##### Data #####

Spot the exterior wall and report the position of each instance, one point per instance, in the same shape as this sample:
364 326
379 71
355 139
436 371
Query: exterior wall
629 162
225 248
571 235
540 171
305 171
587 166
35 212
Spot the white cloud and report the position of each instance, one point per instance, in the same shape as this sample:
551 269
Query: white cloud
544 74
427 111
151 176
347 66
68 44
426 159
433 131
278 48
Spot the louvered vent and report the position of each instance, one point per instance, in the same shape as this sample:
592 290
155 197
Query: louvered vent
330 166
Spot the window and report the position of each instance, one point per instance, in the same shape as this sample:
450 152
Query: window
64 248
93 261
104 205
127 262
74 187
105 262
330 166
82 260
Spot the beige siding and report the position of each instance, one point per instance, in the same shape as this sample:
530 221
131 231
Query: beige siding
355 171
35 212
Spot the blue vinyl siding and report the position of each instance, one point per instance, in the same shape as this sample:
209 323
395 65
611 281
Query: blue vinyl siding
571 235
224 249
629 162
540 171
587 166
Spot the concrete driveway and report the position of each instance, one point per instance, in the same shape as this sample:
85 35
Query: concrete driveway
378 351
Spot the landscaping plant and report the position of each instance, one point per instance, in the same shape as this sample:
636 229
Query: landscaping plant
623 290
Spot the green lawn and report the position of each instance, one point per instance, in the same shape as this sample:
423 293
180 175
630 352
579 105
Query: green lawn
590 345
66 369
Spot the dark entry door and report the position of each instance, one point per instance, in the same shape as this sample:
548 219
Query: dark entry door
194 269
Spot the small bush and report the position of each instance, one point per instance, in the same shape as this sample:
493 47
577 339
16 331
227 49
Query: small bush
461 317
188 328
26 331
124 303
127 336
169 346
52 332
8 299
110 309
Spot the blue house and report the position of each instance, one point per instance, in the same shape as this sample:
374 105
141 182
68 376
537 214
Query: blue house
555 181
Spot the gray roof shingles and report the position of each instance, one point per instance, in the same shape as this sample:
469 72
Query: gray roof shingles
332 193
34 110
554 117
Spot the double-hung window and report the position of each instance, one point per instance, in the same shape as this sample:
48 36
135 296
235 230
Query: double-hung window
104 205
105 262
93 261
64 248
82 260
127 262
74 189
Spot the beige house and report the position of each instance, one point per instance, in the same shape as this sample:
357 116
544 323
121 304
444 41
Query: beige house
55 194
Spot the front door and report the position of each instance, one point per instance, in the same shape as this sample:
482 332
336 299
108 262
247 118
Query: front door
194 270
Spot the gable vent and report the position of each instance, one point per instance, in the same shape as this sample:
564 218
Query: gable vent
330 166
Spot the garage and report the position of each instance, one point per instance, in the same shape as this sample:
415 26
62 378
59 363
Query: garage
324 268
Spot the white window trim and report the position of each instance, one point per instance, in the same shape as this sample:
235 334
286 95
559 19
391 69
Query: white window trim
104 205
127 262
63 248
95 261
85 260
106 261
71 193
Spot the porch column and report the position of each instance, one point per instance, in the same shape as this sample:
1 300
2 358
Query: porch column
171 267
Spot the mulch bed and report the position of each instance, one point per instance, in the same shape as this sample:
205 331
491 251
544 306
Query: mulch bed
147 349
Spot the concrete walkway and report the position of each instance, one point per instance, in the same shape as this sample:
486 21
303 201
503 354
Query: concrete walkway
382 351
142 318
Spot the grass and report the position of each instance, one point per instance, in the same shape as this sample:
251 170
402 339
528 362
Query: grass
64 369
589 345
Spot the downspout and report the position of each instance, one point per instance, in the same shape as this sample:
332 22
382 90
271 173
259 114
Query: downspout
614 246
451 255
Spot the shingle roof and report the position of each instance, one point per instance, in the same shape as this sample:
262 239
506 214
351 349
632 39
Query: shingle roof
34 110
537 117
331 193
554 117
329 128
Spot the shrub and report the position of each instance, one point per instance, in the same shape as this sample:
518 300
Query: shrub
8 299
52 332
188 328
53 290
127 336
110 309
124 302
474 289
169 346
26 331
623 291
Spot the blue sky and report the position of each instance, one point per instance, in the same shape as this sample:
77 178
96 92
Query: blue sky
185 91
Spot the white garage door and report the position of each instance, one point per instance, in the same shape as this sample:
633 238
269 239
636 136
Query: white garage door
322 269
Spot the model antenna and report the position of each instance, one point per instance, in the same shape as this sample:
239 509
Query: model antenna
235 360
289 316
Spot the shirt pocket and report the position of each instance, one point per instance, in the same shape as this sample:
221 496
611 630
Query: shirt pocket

#####

Given exercise. Copy out each line exactly.

Response to the exercise.
Spot the exterior wall and report the position of each instance, one point per instance, in the same shape as this sample:
364 326
379 71
355 139
436 371
Query: exterior wall
629 162
225 248
571 235
540 171
305 171
587 166
35 212
Spot the white cloud and report the position of each instance, one point per instance, in the same shape as this sample:
551 269
Query: white cloud
544 74
427 111
151 176
347 66
68 44
426 159
433 131
278 48
Spot the louvered vent and report the position of each instance, one point per instance, in the same shape as this sample:
592 290
155 197
Query: louvered vent
330 166
Spot the window and report the position of each instance, one point per instance, in the same shape as this sample:
450 152
Query: window
64 248
93 261
104 205
127 262
74 187
105 262
330 166
82 260
Spot the beige siding and report the position of each instance, one point per instance, in the same shape as this sample:
530 221
131 231
Query: beige siding
355 171
35 212
Spot the blue vinyl siding and report the position of each instance, one point per instance, in the same shape as this sample:
209 323
395 65
611 281
Query: blue vinyl siding
571 235
224 249
629 162
540 171
587 166
Spot the concrete driveway and report the position of each instance, one point per instance, in the same shape as this sample:
85 35
Query: concrete driveway
378 351
Spot the landscaping plant and report the position of each instance, one point per instance, in the same shape as this sample:
636 229
Query: landscaping plant
623 290
Spot the green lawn and report the position of each instance, one point per instance, in the same shape as this sample:
423 293
180 175
630 352
579 105
Query: green lawn
590 345
66 369
Spot the dark entry door and report the position of each instance, one point per instance, in the same shape as this sample:
548 219
Query: dark entry door
194 269
Spot the small bush and report the position of each instance, one point per instance, in the same shape as this sample:
493 47
577 339
16 331
227 49
Query: small bush
461 317
188 328
26 331
124 303
127 336
169 346
52 332
8 299
110 309
Spot the blue house and report the position of each instance, one point per instance, in the same shape as this sample:
374 105
141 182
68 376
537 214
Query: blue house
555 181
Spot the gray roof shingles and report the position of each instance, one point per instance, in the same shape as this sample:
469 72
Query: gray roof shingles
332 193
34 110
554 117
Spot the double-hung window and report the position of each instance, one point per instance, in the same shape as this sample:
48 36
135 296
235 230
Query: double-hung window
104 205
105 262
93 261
64 248
82 260
127 262
74 189
Spot the beige house and report the position of each instance, one point per instance, in the same shape as this sample:
357 116
544 323
121 304
444 41
Query: beige house
55 194
Spot the front door and report the position of each instance, one point per instance, in the same shape as this sample:
482 332
336 299
108 262
247 118
Query: front door
194 270
Spot the gable vent and report the position of each instance, one point per instance, in the same shape as this sample:
564 218
Query: gable vent
330 166
Spot the garage and report the position of each instance, one point per instance, in the same shape as this sample:
415 26
62 378
59 363
Query: garage
324 268
Spot the white window trim and report the position of each instance, one point per instance, in the same shape as this sample:
235 334
286 95
559 19
391 69
Query: white window trim
104 205
127 262
63 248
95 261
85 260
106 261
71 193
Spot the porch column and report the position of each instance, one point per instance, in the same shape as this sample:
1 300
2 358
Query: porch column
171 267
Spot the mulch bed and report the position of each instance, one point per instance, in the same shape as this sample:
205 331
491 251
544 306
Query: mulch bed
147 349
Spot the concrete walkway and report the position of each instance, one point per instance, in the same shape as this sample:
486 21
303 201
503 354
Query: concrete walkway
382 351
142 318
Spot the grass and report the position of each instance, one point per instance, in the same shape as this sample:
251 170
402 339
528 362
Query: grass
64 369
589 345
Spot the downspout and report the position of each instance, one point per instance, in the same shape as this sample:
332 22
382 90
271 173
259 114
Query: downspout
614 246
451 255
Spot the shingle roof and report the position of each instance, one point per instance, in the same shape as this sample:
262 239
506 214
351 349
632 39
Query: shingle roof
34 110
537 117
331 193
554 117
329 128
Spot the shrub and report the position of each instance, one point per instance, in the same shape as this sample:
518 300
Query: shrub
8 299
52 332
188 328
53 290
127 336
110 309
124 302
474 289
169 346
26 331
623 291
Spot the blue sky and report the position of each instance, one point per instance, in the same shape as this sample:
77 178
96 92
Query: blue sky
185 91
Spot the white garage door and report the position of each instance, one point per instance, in the same shape as this sample:
633 238
269 239
636 136
Query: white garage door
322 269
Spot the model antenna and report the position of each instance, one point per instance, in the same shape as this sample:
239 509
Query: model antenna
235 360
289 316
Spot the shirt pocket and report the position of each instance, one point per instance, in the same shape as this sample:
221 496
611 630
Query: shirt pocket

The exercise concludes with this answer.